** Do this **
Rewrite the lines of the records below, from the line that contains "Spot the woven basket rim." through the end of the records, swapping "woven" for "wicker" and leaving everything else untouched.
○ ○ ○ ○ ○ ○ ○
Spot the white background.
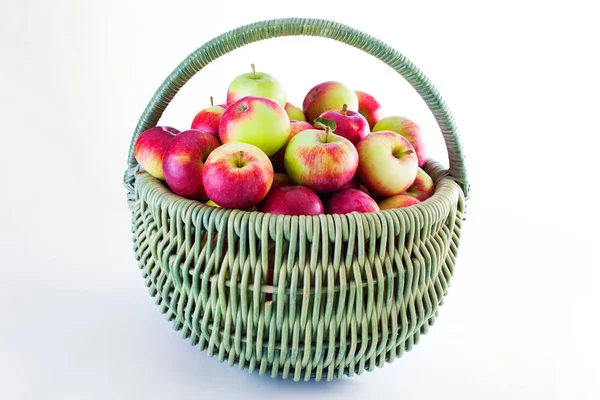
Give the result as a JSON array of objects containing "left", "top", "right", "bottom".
[{"left": 0, "top": 0, "right": 600, "bottom": 400}]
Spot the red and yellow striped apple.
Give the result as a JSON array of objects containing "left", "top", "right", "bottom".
[
  {"left": 219, "top": 96, "right": 290, "bottom": 157},
  {"left": 284, "top": 128, "right": 358, "bottom": 193},
  {"left": 163, "top": 129, "right": 221, "bottom": 201},
  {"left": 327, "top": 189, "right": 379, "bottom": 214},
  {"left": 258, "top": 186, "right": 324, "bottom": 215},
  {"left": 320, "top": 104, "right": 371, "bottom": 146},
  {"left": 191, "top": 97, "right": 225, "bottom": 139},
  {"left": 133, "top": 126, "right": 179, "bottom": 180},
  {"left": 379, "top": 194, "right": 420, "bottom": 210},
  {"left": 302, "top": 81, "right": 358, "bottom": 123},
  {"left": 271, "top": 172, "right": 294, "bottom": 191},
  {"left": 356, "top": 131, "right": 419, "bottom": 196},
  {"left": 356, "top": 90, "right": 383, "bottom": 129},
  {"left": 404, "top": 168, "right": 435, "bottom": 201},
  {"left": 373, "top": 116, "right": 427, "bottom": 167},
  {"left": 271, "top": 120, "right": 314, "bottom": 172},
  {"left": 284, "top": 103, "right": 306, "bottom": 121},
  {"left": 202, "top": 142, "right": 273, "bottom": 209},
  {"left": 227, "top": 64, "right": 286, "bottom": 108}
]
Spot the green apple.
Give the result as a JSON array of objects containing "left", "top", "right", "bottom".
[
  {"left": 284, "top": 127, "right": 358, "bottom": 193},
  {"left": 227, "top": 64, "right": 286, "bottom": 107},
  {"left": 356, "top": 131, "right": 419, "bottom": 196},
  {"left": 284, "top": 103, "right": 306, "bottom": 122},
  {"left": 219, "top": 96, "right": 290, "bottom": 157}
]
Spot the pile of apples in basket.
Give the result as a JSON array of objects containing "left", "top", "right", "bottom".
[{"left": 134, "top": 65, "right": 435, "bottom": 215}]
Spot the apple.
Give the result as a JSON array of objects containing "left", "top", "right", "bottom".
[
  {"left": 133, "top": 126, "right": 179, "bottom": 180},
  {"left": 373, "top": 116, "right": 427, "bottom": 167},
  {"left": 356, "top": 131, "right": 419, "bottom": 196},
  {"left": 356, "top": 90, "right": 383, "bottom": 129},
  {"left": 202, "top": 142, "right": 273, "bottom": 209},
  {"left": 302, "top": 81, "right": 358, "bottom": 123},
  {"left": 404, "top": 168, "right": 435, "bottom": 201},
  {"left": 284, "top": 103, "right": 306, "bottom": 121},
  {"left": 219, "top": 96, "right": 290, "bottom": 157},
  {"left": 192, "top": 97, "right": 225, "bottom": 139},
  {"left": 379, "top": 194, "right": 420, "bottom": 210},
  {"left": 338, "top": 174, "right": 360, "bottom": 190},
  {"left": 258, "top": 186, "right": 324, "bottom": 215},
  {"left": 227, "top": 64, "right": 287, "bottom": 106},
  {"left": 320, "top": 104, "right": 371, "bottom": 146},
  {"left": 327, "top": 189, "right": 379, "bottom": 214},
  {"left": 163, "top": 129, "right": 221, "bottom": 201},
  {"left": 284, "top": 127, "right": 358, "bottom": 193},
  {"left": 271, "top": 121, "right": 315, "bottom": 172},
  {"left": 271, "top": 172, "right": 294, "bottom": 191}
]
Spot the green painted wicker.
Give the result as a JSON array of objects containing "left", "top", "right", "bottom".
[{"left": 124, "top": 19, "right": 468, "bottom": 380}]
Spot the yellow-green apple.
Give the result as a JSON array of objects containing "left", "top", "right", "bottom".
[
  {"left": 373, "top": 116, "right": 427, "bottom": 167},
  {"left": 227, "top": 64, "right": 286, "bottom": 107},
  {"left": 202, "top": 142, "right": 273, "bottom": 209},
  {"left": 258, "top": 186, "right": 324, "bottom": 215},
  {"left": 271, "top": 172, "right": 294, "bottom": 191},
  {"left": 219, "top": 96, "right": 290, "bottom": 157},
  {"left": 271, "top": 120, "right": 314, "bottom": 172},
  {"left": 133, "top": 126, "right": 179, "bottom": 180},
  {"left": 302, "top": 81, "right": 358, "bottom": 123},
  {"left": 327, "top": 189, "right": 379, "bottom": 214},
  {"left": 284, "top": 127, "right": 358, "bottom": 193},
  {"left": 404, "top": 168, "right": 435, "bottom": 201},
  {"left": 284, "top": 103, "right": 306, "bottom": 121},
  {"left": 192, "top": 97, "right": 225, "bottom": 139},
  {"left": 356, "top": 131, "right": 419, "bottom": 196},
  {"left": 379, "top": 194, "right": 420, "bottom": 210},
  {"left": 356, "top": 90, "right": 383, "bottom": 129},
  {"left": 163, "top": 129, "right": 221, "bottom": 201},
  {"left": 320, "top": 104, "right": 371, "bottom": 146}
]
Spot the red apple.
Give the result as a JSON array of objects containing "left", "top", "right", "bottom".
[
  {"left": 258, "top": 186, "right": 324, "bottom": 215},
  {"left": 379, "top": 194, "right": 420, "bottom": 210},
  {"left": 302, "top": 81, "right": 358, "bottom": 123},
  {"left": 405, "top": 168, "right": 435, "bottom": 201},
  {"left": 356, "top": 131, "right": 418, "bottom": 196},
  {"left": 373, "top": 117, "right": 427, "bottom": 167},
  {"left": 338, "top": 174, "right": 360, "bottom": 190},
  {"left": 163, "top": 129, "right": 221, "bottom": 201},
  {"left": 321, "top": 104, "right": 371, "bottom": 146},
  {"left": 133, "top": 126, "right": 179, "bottom": 180},
  {"left": 271, "top": 172, "right": 294, "bottom": 191},
  {"left": 356, "top": 90, "right": 383, "bottom": 129},
  {"left": 327, "top": 189, "right": 379, "bottom": 214},
  {"left": 284, "top": 127, "right": 358, "bottom": 193},
  {"left": 219, "top": 96, "right": 290, "bottom": 157},
  {"left": 202, "top": 142, "right": 273, "bottom": 209},
  {"left": 271, "top": 120, "right": 314, "bottom": 172},
  {"left": 283, "top": 103, "right": 306, "bottom": 121},
  {"left": 192, "top": 97, "right": 225, "bottom": 139}
]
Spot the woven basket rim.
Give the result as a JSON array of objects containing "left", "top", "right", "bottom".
[{"left": 135, "top": 159, "right": 462, "bottom": 220}]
○ ○ ○ ○ ○ ○ ○
** The completed task **
Spot the wicker basket rim.
Give the result as a JSON array of objects containing "left", "top", "right", "bottom".
[{"left": 135, "top": 159, "right": 462, "bottom": 220}]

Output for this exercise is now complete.